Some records
--*--

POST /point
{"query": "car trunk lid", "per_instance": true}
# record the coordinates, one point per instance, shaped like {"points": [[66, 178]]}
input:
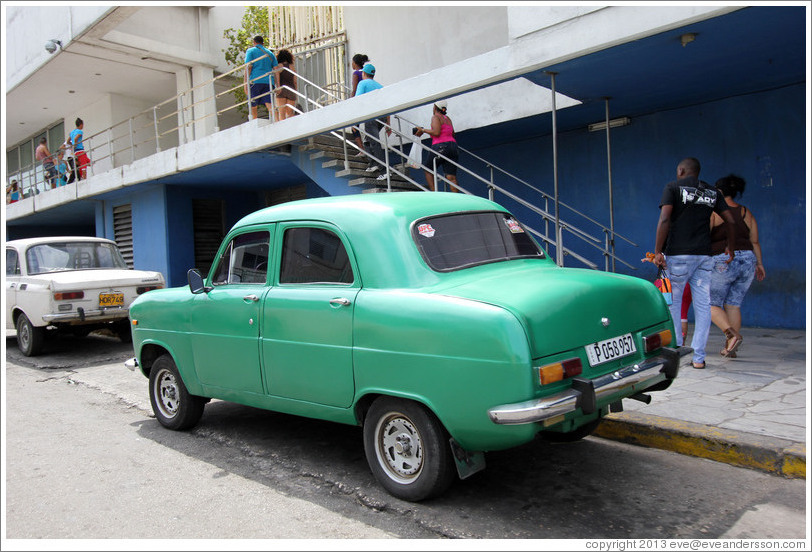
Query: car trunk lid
{"points": [[566, 308]]}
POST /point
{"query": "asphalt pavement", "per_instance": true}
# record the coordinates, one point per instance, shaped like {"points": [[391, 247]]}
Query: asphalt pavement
{"points": [[748, 411]]}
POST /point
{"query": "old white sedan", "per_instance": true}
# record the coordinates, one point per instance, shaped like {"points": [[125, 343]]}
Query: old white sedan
{"points": [[78, 284]]}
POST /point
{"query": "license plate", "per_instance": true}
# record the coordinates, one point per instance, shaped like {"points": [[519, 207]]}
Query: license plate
{"points": [[111, 299], [610, 349]]}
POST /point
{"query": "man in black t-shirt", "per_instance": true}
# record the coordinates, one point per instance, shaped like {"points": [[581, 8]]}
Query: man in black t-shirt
{"points": [[683, 236]]}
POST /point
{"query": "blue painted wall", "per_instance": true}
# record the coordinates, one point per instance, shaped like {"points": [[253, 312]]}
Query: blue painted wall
{"points": [[760, 136], [148, 206]]}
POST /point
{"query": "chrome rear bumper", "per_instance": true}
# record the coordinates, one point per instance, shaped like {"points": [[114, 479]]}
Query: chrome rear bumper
{"points": [[586, 394], [88, 315]]}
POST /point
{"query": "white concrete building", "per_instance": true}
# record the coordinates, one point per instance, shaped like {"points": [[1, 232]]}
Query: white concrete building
{"points": [[173, 167]]}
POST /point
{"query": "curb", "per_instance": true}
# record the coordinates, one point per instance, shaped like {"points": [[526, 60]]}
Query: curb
{"points": [[772, 455]]}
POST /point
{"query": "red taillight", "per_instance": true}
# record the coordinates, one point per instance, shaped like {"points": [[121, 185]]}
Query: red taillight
{"points": [[559, 370], [572, 367], [655, 341], [68, 295], [143, 289]]}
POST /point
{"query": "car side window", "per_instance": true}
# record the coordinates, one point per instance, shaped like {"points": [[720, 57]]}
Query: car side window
{"points": [[314, 256], [244, 261], [12, 263]]}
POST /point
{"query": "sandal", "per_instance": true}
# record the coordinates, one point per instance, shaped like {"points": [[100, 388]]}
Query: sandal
{"points": [[734, 341]]}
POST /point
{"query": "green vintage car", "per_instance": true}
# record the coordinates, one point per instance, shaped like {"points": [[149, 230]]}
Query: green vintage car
{"points": [[433, 320]]}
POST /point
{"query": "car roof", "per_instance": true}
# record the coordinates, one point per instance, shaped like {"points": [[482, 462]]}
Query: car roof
{"points": [[378, 227], [381, 208], [27, 242]]}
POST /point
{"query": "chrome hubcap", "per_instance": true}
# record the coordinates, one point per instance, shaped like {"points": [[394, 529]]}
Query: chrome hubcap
{"points": [[167, 394], [400, 449]]}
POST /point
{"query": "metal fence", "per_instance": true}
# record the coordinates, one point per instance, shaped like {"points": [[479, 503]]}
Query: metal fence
{"points": [[193, 114]]}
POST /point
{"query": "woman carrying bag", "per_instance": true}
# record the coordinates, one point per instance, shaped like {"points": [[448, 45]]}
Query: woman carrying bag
{"points": [[443, 143]]}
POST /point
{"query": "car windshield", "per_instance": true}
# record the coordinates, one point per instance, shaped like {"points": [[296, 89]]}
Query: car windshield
{"points": [[78, 255], [452, 242]]}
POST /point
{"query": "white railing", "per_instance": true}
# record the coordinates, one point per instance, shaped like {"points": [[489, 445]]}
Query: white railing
{"points": [[184, 118]]}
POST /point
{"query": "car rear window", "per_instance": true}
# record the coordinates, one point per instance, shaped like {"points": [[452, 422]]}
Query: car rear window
{"points": [[59, 257], [452, 242]]}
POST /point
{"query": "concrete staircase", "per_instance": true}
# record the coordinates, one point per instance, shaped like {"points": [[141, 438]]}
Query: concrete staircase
{"points": [[329, 150]]}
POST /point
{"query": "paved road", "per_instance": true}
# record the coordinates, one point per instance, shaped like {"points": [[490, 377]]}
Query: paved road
{"points": [[86, 459]]}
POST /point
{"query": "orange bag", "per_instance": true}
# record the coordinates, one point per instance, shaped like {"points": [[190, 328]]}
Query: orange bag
{"points": [[663, 283]]}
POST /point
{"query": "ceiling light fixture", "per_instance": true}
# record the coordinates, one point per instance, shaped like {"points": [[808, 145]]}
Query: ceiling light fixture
{"points": [[622, 121], [687, 38], [52, 44]]}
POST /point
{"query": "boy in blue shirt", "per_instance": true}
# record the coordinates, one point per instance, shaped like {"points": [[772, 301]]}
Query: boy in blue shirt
{"points": [[258, 78]]}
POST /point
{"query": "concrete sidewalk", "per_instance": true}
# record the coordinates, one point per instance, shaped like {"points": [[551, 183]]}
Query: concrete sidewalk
{"points": [[747, 411]]}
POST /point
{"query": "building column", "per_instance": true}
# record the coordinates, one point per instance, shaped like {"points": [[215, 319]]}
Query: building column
{"points": [[205, 107], [183, 79]]}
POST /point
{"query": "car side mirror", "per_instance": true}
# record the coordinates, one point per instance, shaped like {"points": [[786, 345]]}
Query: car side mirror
{"points": [[195, 280]]}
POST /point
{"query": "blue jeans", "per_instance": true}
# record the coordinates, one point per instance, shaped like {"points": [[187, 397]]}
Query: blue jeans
{"points": [[730, 282], [696, 270]]}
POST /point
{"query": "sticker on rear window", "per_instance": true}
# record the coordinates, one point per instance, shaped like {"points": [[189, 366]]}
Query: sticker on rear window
{"points": [[514, 226], [426, 230]]}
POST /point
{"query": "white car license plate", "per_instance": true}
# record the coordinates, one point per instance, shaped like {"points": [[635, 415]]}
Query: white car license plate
{"points": [[610, 349], [111, 299]]}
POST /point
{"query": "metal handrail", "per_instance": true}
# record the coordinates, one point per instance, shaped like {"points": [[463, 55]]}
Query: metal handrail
{"points": [[156, 123]]}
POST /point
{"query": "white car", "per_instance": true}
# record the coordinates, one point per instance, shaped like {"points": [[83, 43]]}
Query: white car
{"points": [[72, 283]]}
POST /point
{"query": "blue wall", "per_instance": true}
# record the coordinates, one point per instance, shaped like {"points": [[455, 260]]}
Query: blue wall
{"points": [[760, 136]]}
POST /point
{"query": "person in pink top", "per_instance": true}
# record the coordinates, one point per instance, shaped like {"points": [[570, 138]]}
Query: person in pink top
{"points": [[43, 155], [442, 143]]}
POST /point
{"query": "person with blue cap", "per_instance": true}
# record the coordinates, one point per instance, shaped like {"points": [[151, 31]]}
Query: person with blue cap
{"points": [[372, 127]]}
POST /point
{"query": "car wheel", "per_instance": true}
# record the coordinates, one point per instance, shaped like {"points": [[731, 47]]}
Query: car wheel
{"points": [[174, 407], [407, 449], [572, 436], [124, 331], [30, 339]]}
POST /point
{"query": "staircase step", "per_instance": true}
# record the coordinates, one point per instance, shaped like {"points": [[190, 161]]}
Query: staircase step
{"points": [[362, 171], [355, 163], [383, 190], [326, 140], [373, 181]]}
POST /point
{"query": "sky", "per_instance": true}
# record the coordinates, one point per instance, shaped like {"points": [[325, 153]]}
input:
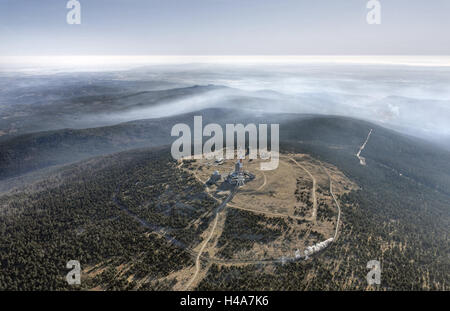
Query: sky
{"points": [[224, 27]]}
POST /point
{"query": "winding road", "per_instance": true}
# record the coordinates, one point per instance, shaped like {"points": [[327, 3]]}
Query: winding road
{"points": [[314, 213], [362, 160], [217, 211]]}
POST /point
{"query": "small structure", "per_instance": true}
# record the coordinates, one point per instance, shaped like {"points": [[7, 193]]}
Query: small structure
{"points": [[239, 177], [317, 247], [215, 177], [218, 161]]}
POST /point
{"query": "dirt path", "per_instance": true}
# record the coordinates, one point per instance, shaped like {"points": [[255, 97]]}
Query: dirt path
{"points": [[265, 212], [197, 260], [362, 160], [337, 204], [314, 213]]}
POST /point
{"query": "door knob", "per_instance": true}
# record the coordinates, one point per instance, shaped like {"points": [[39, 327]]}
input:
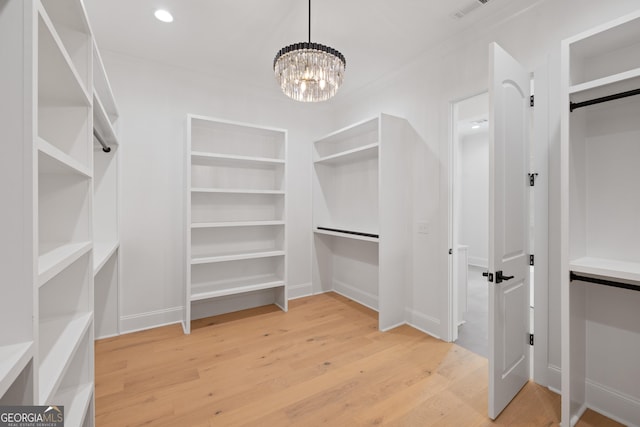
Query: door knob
{"points": [[500, 277]]}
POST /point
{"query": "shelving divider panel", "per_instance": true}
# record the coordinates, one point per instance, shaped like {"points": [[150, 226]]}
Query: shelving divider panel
{"points": [[67, 333], [348, 236], [236, 257], [236, 191], [103, 87], [58, 161], [58, 85], [13, 359], [52, 262], [232, 159], [607, 268], [102, 123], [79, 399], [365, 152], [235, 224], [102, 252], [198, 296]]}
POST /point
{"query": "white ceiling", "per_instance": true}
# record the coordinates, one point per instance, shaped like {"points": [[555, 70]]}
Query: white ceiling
{"points": [[238, 39]]}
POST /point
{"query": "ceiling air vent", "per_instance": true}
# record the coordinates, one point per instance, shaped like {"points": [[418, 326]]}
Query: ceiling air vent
{"points": [[468, 8]]}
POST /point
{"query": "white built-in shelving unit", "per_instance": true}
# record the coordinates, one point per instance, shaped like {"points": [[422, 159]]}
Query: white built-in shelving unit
{"points": [[64, 286], [600, 222], [52, 241], [363, 214], [106, 260], [235, 211]]}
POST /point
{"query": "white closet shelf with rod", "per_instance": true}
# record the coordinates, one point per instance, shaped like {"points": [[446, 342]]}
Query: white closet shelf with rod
{"points": [[232, 160], [347, 234], [235, 224]]}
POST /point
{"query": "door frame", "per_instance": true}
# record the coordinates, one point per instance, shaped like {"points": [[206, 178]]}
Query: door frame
{"points": [[453, 217]]}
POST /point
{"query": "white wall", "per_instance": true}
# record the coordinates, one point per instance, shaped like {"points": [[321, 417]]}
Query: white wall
{"points": [[474, 214], [423, 91], [154, 100]]}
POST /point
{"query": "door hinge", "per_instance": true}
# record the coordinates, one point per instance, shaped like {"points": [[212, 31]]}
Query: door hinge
{"points": [[488, 275]]}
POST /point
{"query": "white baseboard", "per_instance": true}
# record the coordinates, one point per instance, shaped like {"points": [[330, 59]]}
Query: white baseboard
{"points": [[150, 320], [300, 291], [422, 322], [611, 403], [393, 326], [554, 379], [358, 295]]}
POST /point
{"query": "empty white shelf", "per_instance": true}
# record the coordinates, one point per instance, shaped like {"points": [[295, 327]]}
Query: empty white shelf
{"points": [[13, 359], [237, 256], [201, 292], [235, 191], [102, 252], [102, 123], [347, 235], [60, 336], [365, 152], [607, 268], [235, 224], [56, 161], [229, 159], [54, 260], [76, 401]]}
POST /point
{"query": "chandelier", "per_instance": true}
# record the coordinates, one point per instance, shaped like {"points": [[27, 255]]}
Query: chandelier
{"points": [[309, 72]]}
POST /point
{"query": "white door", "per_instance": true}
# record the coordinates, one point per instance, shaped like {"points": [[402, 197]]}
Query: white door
{"points": [[508, 228]]}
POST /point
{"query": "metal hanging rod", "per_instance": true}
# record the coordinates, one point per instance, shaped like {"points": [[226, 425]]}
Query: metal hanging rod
{"points": [[576, 105], [573, 276], [105, 147], [355, 233]]}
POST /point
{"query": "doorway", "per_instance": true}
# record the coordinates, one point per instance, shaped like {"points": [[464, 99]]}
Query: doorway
{"points": [[470, 219]]}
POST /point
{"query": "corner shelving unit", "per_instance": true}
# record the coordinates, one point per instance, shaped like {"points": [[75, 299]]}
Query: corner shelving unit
{"points": [[106, 259], [235, 212], [363, 215], [46, 349], [600, 228]]}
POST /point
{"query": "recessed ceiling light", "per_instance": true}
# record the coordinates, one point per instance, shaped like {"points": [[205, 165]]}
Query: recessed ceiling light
{"points": [[163, 15]]}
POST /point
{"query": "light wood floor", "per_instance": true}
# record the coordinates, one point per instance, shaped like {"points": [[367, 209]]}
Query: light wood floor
{"points": [[322, 363]]}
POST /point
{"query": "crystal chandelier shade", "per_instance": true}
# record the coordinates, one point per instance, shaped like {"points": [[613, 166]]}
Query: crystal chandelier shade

--*--

▸ WRITTEN REQUEST: Work out how many lines of the material above contain the string "sticker", with case counting, and give only that number.

▸ ANSWER TO THIS TASK: 2